* PROVIDED INFORMATION

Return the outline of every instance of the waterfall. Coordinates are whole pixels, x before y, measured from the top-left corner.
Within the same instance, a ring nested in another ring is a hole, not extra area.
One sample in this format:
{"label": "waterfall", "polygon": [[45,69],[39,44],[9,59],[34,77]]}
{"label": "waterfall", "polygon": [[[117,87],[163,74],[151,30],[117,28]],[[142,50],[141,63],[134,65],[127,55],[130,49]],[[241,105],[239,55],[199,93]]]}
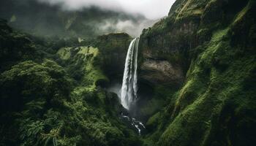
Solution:
{"label": "waterfall", "polygon": [[127,110],[137,99],[137,64],[139,39],[139,38],[135,38],[130,43],[125,61],[121,91],[121,104]]}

* PROBLEM REQUIREMENTS
Rewrite the data above, changing "whole pixels" to "integer pixels" and leaving every other part as it is. Omit the picture from your version.

* OUTPUT OF THE TASK
Return the outline of every instance of the waterfall. Coordinates are integer pixels, x before y, measured from the top-left corner.
Within the same instance, a ring nested in another ring is a hole, not extra area.
One sample in this format:
{"label": "waterfall", "polygon": [[45,69],[39,44],[9,59],[34,77]]}
{"label": "waterfall", "polygon": [[[117,87],[163,74],[151,30],[117,28]],[[142,50],[141,63],[134,65],[127,55],[130,49]],[[241,105],[239,55],[199,93]]]}
Solution:
{"label": "waterfall", "polygon": [[127,110],[137,99],[137,64],[139,39],[139,38],[135,38],[130,43],[125,61],[121,91],[121,104]]}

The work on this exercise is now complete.